— Par André Lucrèce —
D’abord, je voudrais te féliciter pour la qualité de ta réflexion et la précision de ton écriture. Le livre est agréable à lire et interpelle par la gravité des thèmes abordés. Les rappels historiques évoqués resituent les problèmes soulevés dans le contexte du capitalisme planétaire qui commence, comme tu le rappelles, par la colonisation honteuse, laquelle a permis à la France une accumulation nécessaire à son développement capitalistique.
Donc oui, la Martinique a contribué à l’enrichissement européen, avec le cortège ignoble de la traite négrière, de l’extermination des amérindiens et de la mise en esclavage de milliers d’hommes et de femmes auxquels aucuns traitements barbares ne furent épargnés. Et cet attirail fut labélisé par l’Europe au point d’en faire une religion à prétention universalisante, sacralisée par les bulles papales dès le XVème siècle, religion qui conférait s’agissant des terres nouvelles aux envahisseurs européens la liberté « de les envahir, conquérir, emporter et subjuguer, et de réduire en perpétuelle servitude les personnes qui y habitent ». Ce processus historique fut même considéré par certains comme une
« humanisation de la planète ». Je rappelle tout cela dans mon livre Antilles, Les paroles, les visages et les masques.

* [CONSIGNE A]: Selon le passage fourni, à partir de quel siècle les bulles papales ont-elles sacralisé cette religion à prétention universalisante ?
* [CONSIGNE B]: Pouvez-vous résumer le passage fourni en deux phrases ?
Les enregistrements n'ont aucun rôle à jouer ici.

* [ENREGISTREMENTS]:
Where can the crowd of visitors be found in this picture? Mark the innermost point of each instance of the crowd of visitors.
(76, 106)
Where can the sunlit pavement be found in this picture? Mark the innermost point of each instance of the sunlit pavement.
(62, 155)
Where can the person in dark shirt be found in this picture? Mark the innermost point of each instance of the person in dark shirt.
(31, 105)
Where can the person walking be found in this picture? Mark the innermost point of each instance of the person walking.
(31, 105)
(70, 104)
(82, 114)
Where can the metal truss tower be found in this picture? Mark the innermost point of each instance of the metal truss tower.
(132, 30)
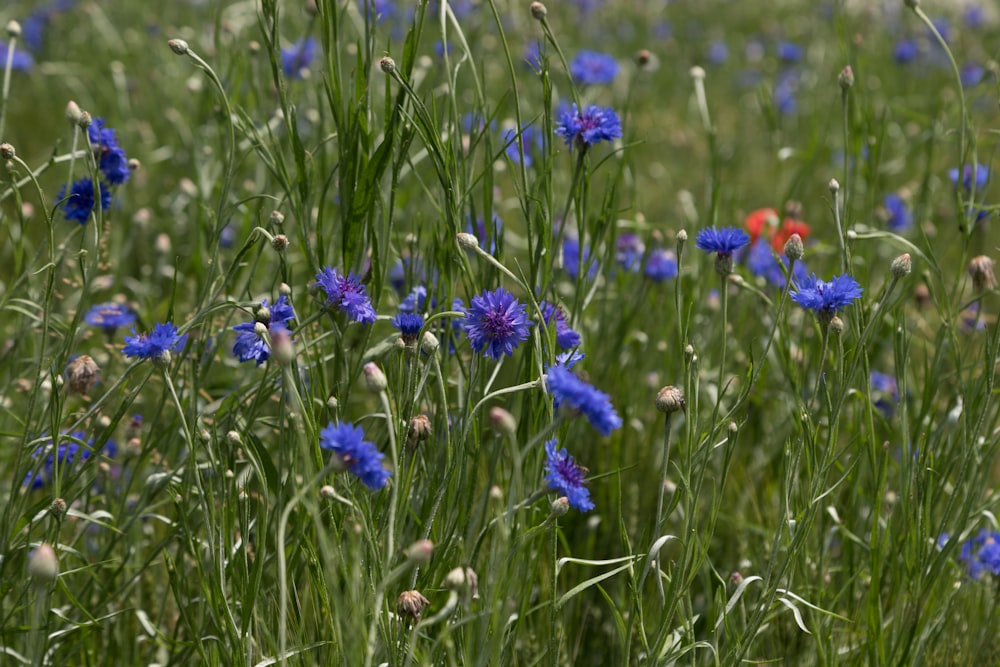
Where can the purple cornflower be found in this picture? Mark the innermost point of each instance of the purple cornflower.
(569, 390)
(566, 338)
(826, 298)
(897, 215)
(661, 265)
(297, 57)
(566, 477)
(250, 344)
(591, 68)
(156, 345)
(20, 61)
(496, 323)
(109, 316)
(591, 126)
(409, 325)
(346, 293)
(111, 158)
(355, 454)
(906, 51)
(79, 203)
(629, 249)
(973, 173)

* [SOLUTION A]: Dès le XVe siècle.

* [SOLUTION B]: L'auteur salue la qualité de la réflexion et la précision de l'écriture d'un livre agréable à lire, qui replace ses thèmes graves dans le contexte d'un capitalisme planétaire né de la colonisation. Il rappelle que la Martinique a contribué à l'enrichissement européen par la traite négrière, l'extermination des Amérindiens et l'esclavage, une entreprise sacralisée par les bulles papales dès le XVe siècle.